## WORK REQUIRED:
Can you arrange every line of the material below as a numbered list, leaving out blank lines?

## INFORMATION SHOWN:
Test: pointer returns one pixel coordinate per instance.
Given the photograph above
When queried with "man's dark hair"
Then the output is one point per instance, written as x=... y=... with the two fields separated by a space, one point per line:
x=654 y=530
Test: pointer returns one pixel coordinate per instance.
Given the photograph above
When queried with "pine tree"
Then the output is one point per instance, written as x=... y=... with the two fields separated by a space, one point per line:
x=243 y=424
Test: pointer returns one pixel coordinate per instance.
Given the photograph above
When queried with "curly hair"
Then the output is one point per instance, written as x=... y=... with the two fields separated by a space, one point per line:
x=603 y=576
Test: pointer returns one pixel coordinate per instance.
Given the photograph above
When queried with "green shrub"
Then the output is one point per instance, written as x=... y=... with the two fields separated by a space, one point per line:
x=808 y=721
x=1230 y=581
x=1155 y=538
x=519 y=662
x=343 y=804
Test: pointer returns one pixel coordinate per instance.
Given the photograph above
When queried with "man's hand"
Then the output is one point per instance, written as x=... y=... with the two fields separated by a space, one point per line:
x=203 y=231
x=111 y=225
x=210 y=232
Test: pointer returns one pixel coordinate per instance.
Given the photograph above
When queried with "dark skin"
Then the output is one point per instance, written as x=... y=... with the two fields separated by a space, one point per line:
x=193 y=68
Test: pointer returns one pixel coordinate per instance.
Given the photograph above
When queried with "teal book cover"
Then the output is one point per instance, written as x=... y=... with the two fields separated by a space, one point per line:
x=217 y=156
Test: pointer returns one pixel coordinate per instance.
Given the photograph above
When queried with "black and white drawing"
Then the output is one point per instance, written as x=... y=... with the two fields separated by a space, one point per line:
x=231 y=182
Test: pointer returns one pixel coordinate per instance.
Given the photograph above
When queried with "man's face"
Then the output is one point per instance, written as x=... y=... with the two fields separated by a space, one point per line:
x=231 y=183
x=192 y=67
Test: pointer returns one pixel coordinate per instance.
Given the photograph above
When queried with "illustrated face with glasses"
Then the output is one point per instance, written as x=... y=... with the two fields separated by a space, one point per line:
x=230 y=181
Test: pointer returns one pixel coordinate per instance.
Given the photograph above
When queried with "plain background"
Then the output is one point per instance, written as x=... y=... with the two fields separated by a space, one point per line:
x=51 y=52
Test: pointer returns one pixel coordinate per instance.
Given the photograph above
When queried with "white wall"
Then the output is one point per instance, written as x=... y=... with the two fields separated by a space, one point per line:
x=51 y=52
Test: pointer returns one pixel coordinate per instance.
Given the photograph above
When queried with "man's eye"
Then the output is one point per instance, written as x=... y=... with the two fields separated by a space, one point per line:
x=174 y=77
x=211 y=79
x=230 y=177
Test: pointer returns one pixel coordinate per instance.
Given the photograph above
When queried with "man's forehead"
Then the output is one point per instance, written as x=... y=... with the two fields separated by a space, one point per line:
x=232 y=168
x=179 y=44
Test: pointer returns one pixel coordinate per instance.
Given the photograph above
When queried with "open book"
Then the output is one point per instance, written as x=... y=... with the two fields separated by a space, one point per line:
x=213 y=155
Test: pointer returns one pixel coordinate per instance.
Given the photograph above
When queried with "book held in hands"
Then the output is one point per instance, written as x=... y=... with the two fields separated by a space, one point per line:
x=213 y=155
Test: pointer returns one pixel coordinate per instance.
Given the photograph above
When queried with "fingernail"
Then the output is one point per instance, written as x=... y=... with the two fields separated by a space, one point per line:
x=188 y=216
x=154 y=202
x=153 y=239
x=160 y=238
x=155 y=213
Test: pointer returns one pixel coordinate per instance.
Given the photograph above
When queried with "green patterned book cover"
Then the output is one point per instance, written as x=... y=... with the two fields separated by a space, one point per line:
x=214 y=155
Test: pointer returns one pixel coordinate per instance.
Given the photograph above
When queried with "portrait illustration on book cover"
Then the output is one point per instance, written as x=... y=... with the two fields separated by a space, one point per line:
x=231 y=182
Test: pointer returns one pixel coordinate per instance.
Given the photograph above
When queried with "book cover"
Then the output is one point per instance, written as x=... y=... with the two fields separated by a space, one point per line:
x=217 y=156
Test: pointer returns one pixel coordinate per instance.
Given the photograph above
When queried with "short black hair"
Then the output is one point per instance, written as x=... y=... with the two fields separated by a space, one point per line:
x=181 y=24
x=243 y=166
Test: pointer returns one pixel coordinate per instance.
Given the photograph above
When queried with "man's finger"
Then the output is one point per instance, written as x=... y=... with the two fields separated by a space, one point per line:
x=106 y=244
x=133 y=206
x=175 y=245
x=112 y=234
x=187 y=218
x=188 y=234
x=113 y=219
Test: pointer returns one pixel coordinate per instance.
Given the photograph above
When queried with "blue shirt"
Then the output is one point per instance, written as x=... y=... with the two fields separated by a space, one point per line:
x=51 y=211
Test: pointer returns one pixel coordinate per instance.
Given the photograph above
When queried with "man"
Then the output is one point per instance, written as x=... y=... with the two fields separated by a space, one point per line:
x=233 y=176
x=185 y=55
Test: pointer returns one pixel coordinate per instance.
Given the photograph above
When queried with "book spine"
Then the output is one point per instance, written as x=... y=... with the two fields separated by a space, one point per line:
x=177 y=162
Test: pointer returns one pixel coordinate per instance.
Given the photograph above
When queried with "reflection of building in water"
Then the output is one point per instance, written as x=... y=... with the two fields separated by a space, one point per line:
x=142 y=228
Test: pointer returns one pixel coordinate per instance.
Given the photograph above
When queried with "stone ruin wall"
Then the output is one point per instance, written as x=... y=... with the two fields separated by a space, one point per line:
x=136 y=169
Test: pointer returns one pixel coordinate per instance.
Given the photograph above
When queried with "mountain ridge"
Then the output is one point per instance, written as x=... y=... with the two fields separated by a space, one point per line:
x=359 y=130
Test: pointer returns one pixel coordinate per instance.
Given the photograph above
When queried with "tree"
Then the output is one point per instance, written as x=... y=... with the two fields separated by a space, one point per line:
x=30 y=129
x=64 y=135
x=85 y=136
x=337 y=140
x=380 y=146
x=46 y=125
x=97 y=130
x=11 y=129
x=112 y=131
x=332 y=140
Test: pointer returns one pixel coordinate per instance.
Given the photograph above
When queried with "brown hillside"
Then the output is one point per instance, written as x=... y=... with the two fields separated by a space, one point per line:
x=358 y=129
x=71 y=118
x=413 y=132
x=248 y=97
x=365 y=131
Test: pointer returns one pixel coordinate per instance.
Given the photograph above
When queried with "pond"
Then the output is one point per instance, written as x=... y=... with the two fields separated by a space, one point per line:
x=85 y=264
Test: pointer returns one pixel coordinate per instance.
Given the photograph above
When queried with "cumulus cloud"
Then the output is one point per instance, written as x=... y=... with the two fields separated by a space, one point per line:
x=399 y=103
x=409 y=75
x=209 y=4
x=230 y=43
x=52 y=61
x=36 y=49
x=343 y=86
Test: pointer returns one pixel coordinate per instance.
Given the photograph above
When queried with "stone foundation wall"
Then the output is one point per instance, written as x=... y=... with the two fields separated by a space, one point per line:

## RESPONSE TO THE EXERCISE:
1. Test: pointer returns one pixel coordinate per instance.
2. Given the photograph above
3. When queried with "man's dark hair"
4. Then the output is one point per instance, written as x=... y=... with the two fields separated by a space, one point per line:
5. x=654 y=530
6. Test: pointer returns one pixel coordinate per instance.
7. Given the photograph above
8. When queried with "pine tree"
9. Then the output is one point per instance, written as x=... y=... with the two fields separated by a space, one point per line:
10. x=243 y=424
11. Test: pointer returns one pixel coordinate per instance.
12. Given the photograph above
13. When queried with "curly hair"
14. Then the output is one point per instance, written as x=... y=... with the two fields separated by a space, one point per line:
15. x=603 y=576
16. Test: pointer returns one pixel coordinate per instance.
17. Given the photograph above
18. When queried with "green shrub"
19. Then the output is one point per instance, written as x=... y=... with the two fields separated by a space, one point per line:
20. x=808 y=721
21. x=1230 y=581
22. x=1155 y=538
23. x=519 y=662
24. x=343 y=804
25. Test: pointer returns one pixel coordinate per instance.
26. Given the photograph above
27. When queried with "man's hand"
28. Then the output is one point per instance, written as x=... y=... with the two fields separated by a space, one point per line:
29. x=203 y=231
30. x=111 y=225
31. x=210 y=232
32. Test: pointer returns one pixel coordinate per instance.
33. Given the photograph above
34. When queried with "dark skin"
35. Then the output is one point per instance, written as x=... y=... with the two fields separated by a space, one point per line:
36. x=193 y=68
37. Test: pointer returns one pixel coordinate per instance.
38. Given the photograph above
39. When queried with "teal book cover"
40. Then the output is one point per instance, written as x=... y=... with the two fields separated by a space, one point per line:
41. x=217 y=156
42. Test: pointer returns one pixel coordinate per instance.
43. Given the photograph above
44. When queried with "black and white drawing"
45. Then the output is one point per instance, written as x=... y=... with the two fields separated by a space, one point per line:
46. x=231 y=182
47. Test: pointer returns one pixel coordinate per instance.
48. Given the photograph above
49. When queried with "man's face"
50. Then the output is one point per instance, written as x=... y=... with the two fields separated by a space, one point per line:
51. x=231 y=183
52. x=192 y=67
53. Test: pointer returns one pixel coordinate per instance.
54. Given the photograph above
55. When queried with "illustrated face with glasses"
56. Then the output is one point per instance, written as x=... y=... with the two fields separated by a space, one point per line:
57. x=230 y=181
58. Test: pointer returns one pixel coordinate per instance.
59. Given the photograph above
60. When queried with "plain background"
61. Then the output is one point per instance, written as x=... y=... with the two fields separated by a space, one point per line:
62. x=51 y=52
63. Test: pointer returns one pixel coordinate per instance.
64. Given the photograph above
65. When queried with "white wall"
66. Then the output is one point per instance, written as x=... y=... with the two fields separated by a space, one point per line:
67. x=51 y=52
68. Test: pointer returns one pixel coordinate per instance.
69. Given the photograph above
70. When queried with "man's eye"
71. Then the output is one point per instance, written as x=... y=... with the two fields separated by a space, one point per line:
72. x=174 y=77
73. x=211 y=79
74. x=230 y=177
75. Test: pointer returns one pixel coordinate per instance.
76. Given the photograph above
77. When queried with "man's forehead"
78. Then the output is one point per instance, written as x=... y=... with the two fields separated by a space, one point per line:
79. x=232 y=168
80. x=179 y=44
81. Test: pointer returns one pixel coordinate per instance.
82. Given the photograph above
83. When queried with "open book"
84. Then the output is one point per instance, written as x=... y=... with the two fields separated by a space, one point per line:
85. x=213 y=155
86. Test: pointer returns one pixel coordinate per instance.
87. Given the photograph above
88. When queried with "book held in hands"
89. Then the output is one point per instance, written as x=... y=... with the two fields separated by a space, one point per line:
90. x=213 y=155
91. Test: pointer returns one pixel coordinate per instance.
92. Given the photograph above
93. When queried with "fingernail"
94. Then the output is one point per instance, written as x=... y=... with the two fields separated by a space, one point per line:
95. x=188 y=216
96. x=154 y=202
97. x=153 y=239
98. x=160 y=238
99. x=155 y=213
100. Test: pointer returns one pixel coordinate per instance.
101. Given the photograph above
102. When queried with "green patterned book cover"
103. Then the output is one point per instance, written as x=... y=... with the two fields separated by a space, one point per line:
104. x=214 y=155
105. Test: pointer returns one pixel coordinate per instance.
106. Given the photograph above
107. When queried with "portrait illustration on book cover"
108. Then the output is one point per instance, written as x=... y=... with the two fields separated by a space, one point per line:
109. x=231 y=182
110. Test: pointer returns one pixel coordinate per instance.
111. Given the photograph above
112. When queried with "book cover"
113. Then the output is one point per instance, written as x=... y=... with the two fields separated by a space, one point per line:
114. x=217 y=156
115. Test: pointer returns one pixel coordinate per instance.
116. Given the photograph above
117. When queried with "short black hair"
118. Then the output is one point per instance, written as x=... y=... with the two fields separated by a space, one point per line:
119. x=181 y=24
120. x=243 y=166
121. Test: pointer returns one pixel coordinate per instance.
122. Given the photograph above
123. When queried with "man's finger"
124. Then the output is one point per instance, written as x=... y=... with the two fields separated by a space, one point per line:
125. x=106 y=244
126. x=133 y=206
127. x=175 y=245
128. x=112 y=234
129. x=187 y=218
130. x=188 y=234
131. x=113 y=219
132. Test: pointer returns one pixel coordinate per instance.
133. Given the photograph above
134. When queried with "blue shirt"
135. Then the output is one point per instance, written as x=... y=... with the two fields separated by a space, one point per line:
136. x=51 y=211
137. Test: pointer returns one pixel coordinate per instance.
138. Given the photograph above
139. When queried with "man"
140. Then the output is one point per instance, written as x=... y=... with the two fields separated by a space, one point per line:
141. x=233 y=176
142. x=185 y=55
143. Test: pointer returns one pixel coordinate per instance.
144. Given the photograph above
145. When queried with "book spine"
146. Then the output is one point per instance, written as x=... y=... with the two fields separated by a space, one point per line:
147. x=177 y=162
148. Test: pointer returns one pixel coordinate per instance.
149. Given the photograph above
150. When queried with "reflection of building in water"
151. Then the output is one point per instance, written as x=... y=... with the two fields separated by a space, one point per line:
152. x=142 y=228
153. Test: pointer returns one pixel coordinate per instance.
154. Given the photograph above
155. When queried with "stone ruin wall"
156. Then the output is one point per instance, written as x=... y=... with the two fields separated by a space, one point per line:
157. x=136 y=169
158. Test: pointer returns one pixel coordinate per instance.
159. Given the photograph above
160. When queried with "mountain ridge"
161. Then the output is one point per instance, written as x=... y=... with the two fields separated by a space, one point per line:
162. x=359 y=130
163. Test: pointer returns one pixel coordinate per instance.
164. Given the photograph above
165. When queried with "tree"
166. Then the output is one point per instance, written as x=... y=... with the two fields separated by a space, one point per line:
167. x=30 y=129
168. x=64 y=135
169. x=85 y=136
170. x=337 y=140
171. x=380 y=146
172. x=46 y=125
173. x=97 y=130
174. x=11 y=129
175. x=112 y=131
176. x=332 y=140
177. Test: pointer returns one pixel coordinate per instance.
178. Given the photograph above
179. When queried with "brown hillside"
180. Then the output is one point per instance, written as x=... y=... with the two fields separated by a space, one point per line:
181. x=358 y=129
182. x=71 y=118
183. x=413 y=132
184. x=248 y=97
185. x=365 y=131
186. Test: pointer returns one pixel coordinate per instance.
187. Given the photograph above
188. When queried with "pond"
189. Then the output is one point per instance, written as x=... y=... with the two fields separated by a space, one point per line:
190. x=85 y=264
191. Test: pointer returns one pixel coordinate per instance.
192. Given the photograph above
193. When queried with "cumulus cloud"
194. Then the output is one point per instance, written as x=... y=... with the two fields separated by a space, one point per line:
195. x=399 y=103
196. x=409 y=75
197. x=209 y=4
198. x=230 y=43
199. x=52 y=61
200. x=36 y=49
201. x=343 y=86
202. Test: pointer returns one pixel coordinate per instance.
203. Given the photograph above
204. When queried with "stone foundation wall"
205. Then the output is one point per instance, written as x=... y=... with the two fields separated by a space, one point per line:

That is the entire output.